[Dataset excerpt]
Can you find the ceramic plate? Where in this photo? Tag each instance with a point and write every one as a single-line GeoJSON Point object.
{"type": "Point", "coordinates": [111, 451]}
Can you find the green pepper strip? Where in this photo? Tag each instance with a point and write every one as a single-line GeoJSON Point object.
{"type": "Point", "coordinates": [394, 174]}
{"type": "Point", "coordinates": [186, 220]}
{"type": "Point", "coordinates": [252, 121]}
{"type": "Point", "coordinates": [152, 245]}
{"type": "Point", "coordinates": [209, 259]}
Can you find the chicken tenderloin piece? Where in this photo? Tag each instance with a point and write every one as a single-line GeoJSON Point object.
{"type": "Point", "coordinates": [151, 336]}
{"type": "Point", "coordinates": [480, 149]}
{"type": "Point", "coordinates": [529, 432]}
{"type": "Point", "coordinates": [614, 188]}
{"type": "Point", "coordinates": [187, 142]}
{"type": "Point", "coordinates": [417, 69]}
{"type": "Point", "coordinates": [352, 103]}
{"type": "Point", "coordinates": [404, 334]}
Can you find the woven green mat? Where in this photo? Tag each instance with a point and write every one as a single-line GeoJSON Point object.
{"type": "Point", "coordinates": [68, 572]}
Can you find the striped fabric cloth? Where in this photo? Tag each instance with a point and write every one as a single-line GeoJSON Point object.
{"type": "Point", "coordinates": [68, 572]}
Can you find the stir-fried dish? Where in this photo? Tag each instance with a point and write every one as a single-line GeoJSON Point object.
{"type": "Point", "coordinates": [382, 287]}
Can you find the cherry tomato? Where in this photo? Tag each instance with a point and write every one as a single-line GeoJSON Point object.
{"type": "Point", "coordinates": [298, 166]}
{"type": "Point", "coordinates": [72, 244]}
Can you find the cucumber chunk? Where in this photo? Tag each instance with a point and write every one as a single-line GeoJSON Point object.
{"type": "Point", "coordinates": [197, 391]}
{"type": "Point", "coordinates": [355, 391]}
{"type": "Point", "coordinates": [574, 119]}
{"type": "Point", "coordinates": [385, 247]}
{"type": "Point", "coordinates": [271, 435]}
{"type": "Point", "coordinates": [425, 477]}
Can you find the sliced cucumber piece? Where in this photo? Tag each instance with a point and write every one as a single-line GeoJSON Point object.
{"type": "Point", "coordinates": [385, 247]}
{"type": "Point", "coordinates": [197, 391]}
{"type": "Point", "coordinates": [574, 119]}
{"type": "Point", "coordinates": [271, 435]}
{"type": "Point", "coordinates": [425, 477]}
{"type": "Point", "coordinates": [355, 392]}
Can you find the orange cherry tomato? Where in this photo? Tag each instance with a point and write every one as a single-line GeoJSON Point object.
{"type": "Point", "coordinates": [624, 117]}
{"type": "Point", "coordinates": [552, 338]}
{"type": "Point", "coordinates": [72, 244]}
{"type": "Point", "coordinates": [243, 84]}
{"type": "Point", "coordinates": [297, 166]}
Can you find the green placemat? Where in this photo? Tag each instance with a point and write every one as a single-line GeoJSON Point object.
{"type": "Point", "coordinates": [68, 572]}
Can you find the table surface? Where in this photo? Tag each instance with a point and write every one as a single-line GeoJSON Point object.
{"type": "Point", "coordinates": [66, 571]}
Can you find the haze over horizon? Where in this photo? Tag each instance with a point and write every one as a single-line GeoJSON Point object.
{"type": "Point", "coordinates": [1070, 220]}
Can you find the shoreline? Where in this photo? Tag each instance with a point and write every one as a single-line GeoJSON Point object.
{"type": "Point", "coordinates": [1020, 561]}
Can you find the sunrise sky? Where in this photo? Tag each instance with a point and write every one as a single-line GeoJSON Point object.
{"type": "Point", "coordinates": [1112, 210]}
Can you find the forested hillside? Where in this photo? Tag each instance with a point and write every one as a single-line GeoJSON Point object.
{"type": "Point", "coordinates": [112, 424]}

### The request
Copy out the lines word for word, starting at the one that contains "Can you find the haze" and ending with the last line, including both.

### Complete response
Can you find the haze over horizon? Where in this photo? Tag each instance with a point and write every one as a single-line GeoJSON Point object.
{"type": "Point", "coordinates": [1070, 220]}
Can you find the shoreline? Where in this photo? Tag each instance with a point and write every one as a single-line GeoJSON Point object.
{"type": "Point", "coordinates": [1020, 561]}
Can you find the sunrise sky? Where in this photo? Tag each instance with a point and write every one as a single-line GeoJSON Point object.
{"type": "Point", "coordinates": [1112, 210]}
Can you find the forested hillside? Where in this photo? Tag each instance with a point and write every one as a single-line GeoJSON Point object.
{"type": "Point", "coordinates": [112, 424]}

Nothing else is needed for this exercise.